**TEKS YANG DIBERIKAN:**
○ ○ ○

Prinsip itu yang mestinya dipegang oleh ISEI sehingga potensi untuk memproduksi ide-ide baru yang jenial bisa dilakukan. Namun, menyimak perkembangan yang berlangsung, tendensi untuk mengadopsi keragaman pandangan kian lenyap sehingga yang terjadi adalah keserbatunggalan ide. Ekonom-ekonom yang berumah di ISEI dengan mudah bisa dipetakan pandangannya, sedangkan pemikir-pemikir ekonomi dengan sikap akademik yang berlainan dipersilahkan membikin tenda di luar pagar ISEI. Jika pun ekonom-ekonom yang berseberangan itu dilibatkan, tidak lebih sekadar upaya prosedural untuk menepis anggapan tersebut, misalnya ekonom tersebut diundang sebagai pembicara dalam acara seminar atau kongres ISEI. Nyaris tidak pernah ada ekonom yang berbeda sikap itu (tanpa perlu disebutkan namanya), yang diakomodasi dalam kepengurusan inti ISEI sehingga dapat mendonasikan gesekan pemikiran ekonomi.

○ ○ ○

**MATERI TERKUMPUL:**
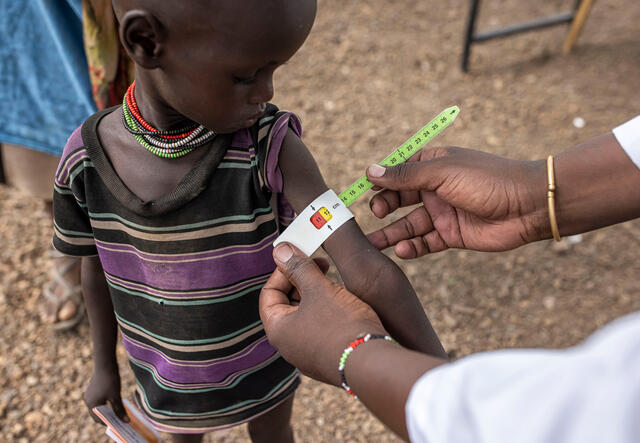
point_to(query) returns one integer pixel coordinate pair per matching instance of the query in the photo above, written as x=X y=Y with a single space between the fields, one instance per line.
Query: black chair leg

○ ○ ○

**TANTANGAN:**
1) Salin bagian teks tentang ISEI mulai dari "Prinsip itu yang" dan berakhir pada "gesekan pemikiran ekonomi.", tanpa mengubah satu kata pun.
2) Sebutkan semua kata kerja pasif berawalan "di-" dalam teks tentang ISEI, sesuai urutan kemunculannya.
3) Teruskan teks tentang ISEI mulai setelah kalimat terakhirnya.

**HASIL PENGERJAAN:**
1)
Prinsip itu yang mestinya dipegang oleh ISEI sehingga potensi untuk memproduksi ide-ide baru yang jenial bisa dilakukan. Namun, menyimak perkembangan yang berlangsung, tendensi untuk mengadopsi keragaman pandangan kian lenyap sehingga yang terjadi adalah keserbatunggalan ide. Ekonom-ekonom yang berumah di ISEI dengan mudah bisa dipetakan pandangannya, sedangkan pemikir-pemikir ekonomi dengan sikap akademik yang berlainan dipersilahkan membikin tenda di luar pagar ISEI. Jika pun ekonom-ekonom yang berseberangan itu dilibatkan, tidak lebih sekadar upaya prosedural untuk menepis anggapan tersebut, misalnya ekonom tersebut diundang sebagai pembicara dalam acara seminar atau kongres ISEI. Nyaris tidak pernah ada ekonom yang berbeda sikap itu (tanpa perlu disebutkan namanya), yang diakomodasi dalam kepengurusan inti ISEI sehingga dapat mendonasikan gesekan pemikiran ekonomi.

2) dipegang, dilakukan, dipetakan, dipersilahkan, dilibatkan, diundang, disebutkan, diakomodasi

3)
Arus utama pemikiran ekonomi yang menghuni rumah ISEI tersebut bergerak secara sistematis, yang disokong oleh kaki-kaki birokrasi dengan rantai yang panjang. Kebijakan pemerintah, panggung seminar, iklan-iklan koran, dan universitas merupakan bagian dari kaki-kaki untuk menggulirkan ide dari satu tempat ke tempat lain. Tanpa disadari dominasi itu semakin lama kian menggurita sehingga sulit muncul sikap kritis terhadap kebenaran pandangan monolitik tersebut. Tentu saja ongkos yang harus dibayar dari realitas ini sangat mahal, yakni dari tubuh ISEI tidak penah lahir gagasan besar untuk mengurai benang kusut pembangunan ekonomi. Alih-alih, boleh jadi organisasi ini secara kelembagaan memiliki saham dari proses pembusukan ekonomi Indonesia. Inilah saat yang tepat bagi ISEI untuk melakukan refleksi sehingga kongres kali ini membawa pesan perubahan yang berarti bagi organisasi, setidaknya dalam dua hal di atas.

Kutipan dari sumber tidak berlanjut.